(Goal) Filter the entries below, copying each line that holds the word "wheel".

(Supplied material)
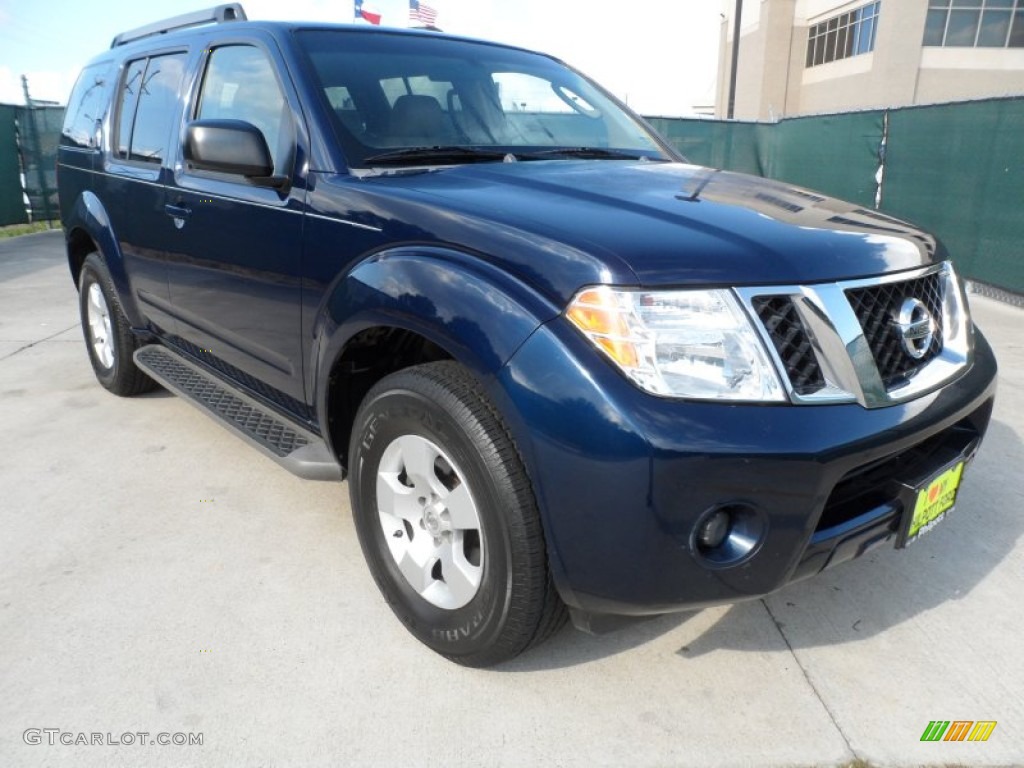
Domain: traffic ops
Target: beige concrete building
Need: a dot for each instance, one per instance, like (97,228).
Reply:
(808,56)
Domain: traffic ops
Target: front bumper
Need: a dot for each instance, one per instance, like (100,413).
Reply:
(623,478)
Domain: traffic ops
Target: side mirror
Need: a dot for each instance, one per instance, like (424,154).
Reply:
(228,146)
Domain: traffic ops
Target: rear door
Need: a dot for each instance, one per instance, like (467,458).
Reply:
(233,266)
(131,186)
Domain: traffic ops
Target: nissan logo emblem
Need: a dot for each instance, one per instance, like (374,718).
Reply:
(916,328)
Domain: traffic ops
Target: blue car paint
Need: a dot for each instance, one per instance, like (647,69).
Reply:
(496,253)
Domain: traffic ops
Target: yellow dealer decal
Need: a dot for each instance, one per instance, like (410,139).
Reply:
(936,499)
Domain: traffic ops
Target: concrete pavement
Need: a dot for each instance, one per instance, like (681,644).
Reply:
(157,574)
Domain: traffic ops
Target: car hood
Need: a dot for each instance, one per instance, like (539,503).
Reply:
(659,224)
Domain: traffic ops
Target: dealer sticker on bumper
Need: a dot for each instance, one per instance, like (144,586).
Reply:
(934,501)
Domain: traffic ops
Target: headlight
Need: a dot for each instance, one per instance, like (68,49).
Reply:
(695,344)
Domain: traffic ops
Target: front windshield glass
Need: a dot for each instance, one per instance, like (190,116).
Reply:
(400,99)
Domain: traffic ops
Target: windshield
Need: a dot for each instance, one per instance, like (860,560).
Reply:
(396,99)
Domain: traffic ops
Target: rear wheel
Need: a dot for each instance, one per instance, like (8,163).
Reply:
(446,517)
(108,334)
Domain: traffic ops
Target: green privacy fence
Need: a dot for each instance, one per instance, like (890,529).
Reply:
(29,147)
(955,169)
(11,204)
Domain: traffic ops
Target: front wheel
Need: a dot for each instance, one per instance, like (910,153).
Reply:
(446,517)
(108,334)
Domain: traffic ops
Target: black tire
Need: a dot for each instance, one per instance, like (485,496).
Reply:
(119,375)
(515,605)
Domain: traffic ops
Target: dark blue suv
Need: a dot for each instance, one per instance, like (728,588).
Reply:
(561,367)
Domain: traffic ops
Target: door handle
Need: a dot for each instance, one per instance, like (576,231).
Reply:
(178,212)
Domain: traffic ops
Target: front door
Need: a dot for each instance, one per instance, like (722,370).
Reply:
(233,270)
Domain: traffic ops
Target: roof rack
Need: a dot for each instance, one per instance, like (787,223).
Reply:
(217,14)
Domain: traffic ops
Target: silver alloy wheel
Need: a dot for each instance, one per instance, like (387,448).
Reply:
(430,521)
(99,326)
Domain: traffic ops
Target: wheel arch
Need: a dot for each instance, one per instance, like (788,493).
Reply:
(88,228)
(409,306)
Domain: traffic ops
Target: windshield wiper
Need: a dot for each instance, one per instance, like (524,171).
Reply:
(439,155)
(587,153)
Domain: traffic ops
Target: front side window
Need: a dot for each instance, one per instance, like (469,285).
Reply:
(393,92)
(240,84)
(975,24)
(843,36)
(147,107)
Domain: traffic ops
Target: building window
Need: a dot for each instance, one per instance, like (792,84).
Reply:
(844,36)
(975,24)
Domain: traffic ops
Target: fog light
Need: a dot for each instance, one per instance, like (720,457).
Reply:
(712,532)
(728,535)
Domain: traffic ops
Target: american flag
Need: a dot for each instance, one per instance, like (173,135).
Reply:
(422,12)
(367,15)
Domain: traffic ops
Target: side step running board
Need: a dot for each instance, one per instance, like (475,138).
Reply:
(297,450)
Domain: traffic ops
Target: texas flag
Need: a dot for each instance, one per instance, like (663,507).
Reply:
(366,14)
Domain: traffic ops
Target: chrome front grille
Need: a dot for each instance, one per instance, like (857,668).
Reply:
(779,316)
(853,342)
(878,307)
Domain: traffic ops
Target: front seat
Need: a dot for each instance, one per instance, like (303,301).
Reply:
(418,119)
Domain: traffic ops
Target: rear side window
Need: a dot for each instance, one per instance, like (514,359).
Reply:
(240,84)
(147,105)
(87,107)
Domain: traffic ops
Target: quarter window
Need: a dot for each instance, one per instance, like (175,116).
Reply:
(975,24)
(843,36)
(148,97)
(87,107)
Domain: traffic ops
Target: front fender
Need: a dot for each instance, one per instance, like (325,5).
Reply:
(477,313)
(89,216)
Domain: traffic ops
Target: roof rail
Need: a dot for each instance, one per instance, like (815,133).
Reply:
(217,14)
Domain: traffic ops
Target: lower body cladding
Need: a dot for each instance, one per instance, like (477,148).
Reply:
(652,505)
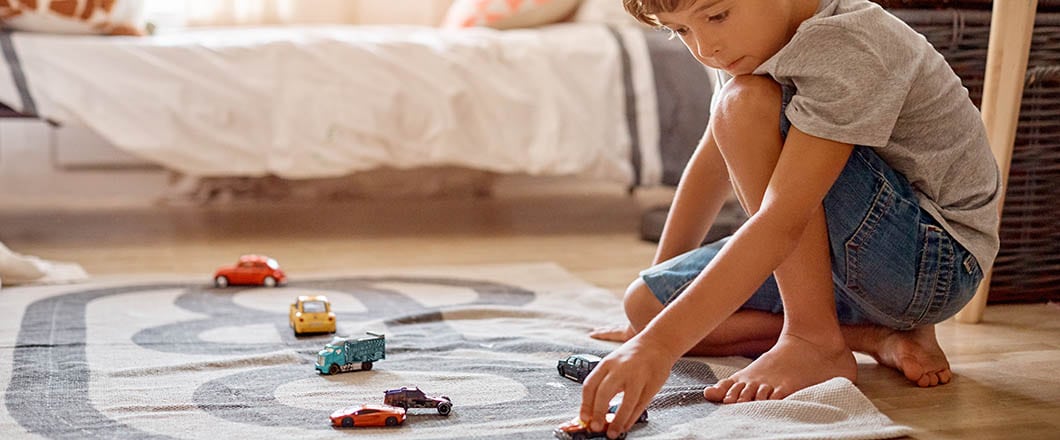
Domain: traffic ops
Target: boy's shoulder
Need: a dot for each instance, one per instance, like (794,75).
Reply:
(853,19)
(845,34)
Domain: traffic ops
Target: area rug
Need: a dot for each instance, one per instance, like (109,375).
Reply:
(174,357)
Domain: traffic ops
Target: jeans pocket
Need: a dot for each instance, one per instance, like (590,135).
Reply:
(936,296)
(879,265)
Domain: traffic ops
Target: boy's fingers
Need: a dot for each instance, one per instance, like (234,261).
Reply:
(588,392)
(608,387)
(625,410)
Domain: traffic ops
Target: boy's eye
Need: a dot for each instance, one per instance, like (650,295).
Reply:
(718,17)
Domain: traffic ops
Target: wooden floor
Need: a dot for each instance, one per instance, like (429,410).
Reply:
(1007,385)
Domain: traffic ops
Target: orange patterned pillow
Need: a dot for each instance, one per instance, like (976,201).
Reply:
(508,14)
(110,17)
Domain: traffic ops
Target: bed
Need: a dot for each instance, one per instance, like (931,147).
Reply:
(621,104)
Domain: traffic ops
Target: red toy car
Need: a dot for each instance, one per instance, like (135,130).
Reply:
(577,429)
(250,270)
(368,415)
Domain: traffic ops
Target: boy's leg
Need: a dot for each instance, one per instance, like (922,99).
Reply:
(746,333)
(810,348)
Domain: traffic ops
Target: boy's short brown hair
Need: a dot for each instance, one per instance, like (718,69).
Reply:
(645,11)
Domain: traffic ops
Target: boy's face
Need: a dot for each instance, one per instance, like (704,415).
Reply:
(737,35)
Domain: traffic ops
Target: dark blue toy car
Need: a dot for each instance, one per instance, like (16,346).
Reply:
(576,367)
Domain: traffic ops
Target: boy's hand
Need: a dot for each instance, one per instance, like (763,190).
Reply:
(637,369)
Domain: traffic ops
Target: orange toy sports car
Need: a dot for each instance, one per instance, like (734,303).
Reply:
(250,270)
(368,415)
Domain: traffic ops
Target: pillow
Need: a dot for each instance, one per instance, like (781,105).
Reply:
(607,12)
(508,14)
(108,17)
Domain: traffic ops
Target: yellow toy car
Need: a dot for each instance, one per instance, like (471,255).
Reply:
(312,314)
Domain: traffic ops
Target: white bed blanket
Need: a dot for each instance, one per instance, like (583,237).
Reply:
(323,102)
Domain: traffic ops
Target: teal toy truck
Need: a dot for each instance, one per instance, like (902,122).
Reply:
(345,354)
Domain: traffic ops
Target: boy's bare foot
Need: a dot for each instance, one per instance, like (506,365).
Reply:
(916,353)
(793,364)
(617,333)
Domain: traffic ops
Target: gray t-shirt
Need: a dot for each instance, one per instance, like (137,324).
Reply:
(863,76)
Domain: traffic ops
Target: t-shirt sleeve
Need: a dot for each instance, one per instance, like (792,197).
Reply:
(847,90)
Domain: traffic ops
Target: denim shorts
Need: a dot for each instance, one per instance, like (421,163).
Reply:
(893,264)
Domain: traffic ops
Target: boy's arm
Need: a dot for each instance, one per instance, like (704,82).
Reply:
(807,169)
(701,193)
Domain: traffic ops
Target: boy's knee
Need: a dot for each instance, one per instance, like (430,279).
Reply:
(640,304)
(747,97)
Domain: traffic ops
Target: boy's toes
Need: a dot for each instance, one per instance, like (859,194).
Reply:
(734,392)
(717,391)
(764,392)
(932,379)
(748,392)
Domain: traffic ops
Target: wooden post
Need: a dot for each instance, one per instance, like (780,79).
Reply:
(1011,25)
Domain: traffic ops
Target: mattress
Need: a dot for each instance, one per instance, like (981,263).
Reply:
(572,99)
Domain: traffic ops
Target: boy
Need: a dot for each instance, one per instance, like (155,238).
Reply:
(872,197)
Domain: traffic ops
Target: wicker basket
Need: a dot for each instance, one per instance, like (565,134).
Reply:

(Right answer)
Target: rear wheel
Target: front wheel
Target: silver alloy wheel
Target: wheel arch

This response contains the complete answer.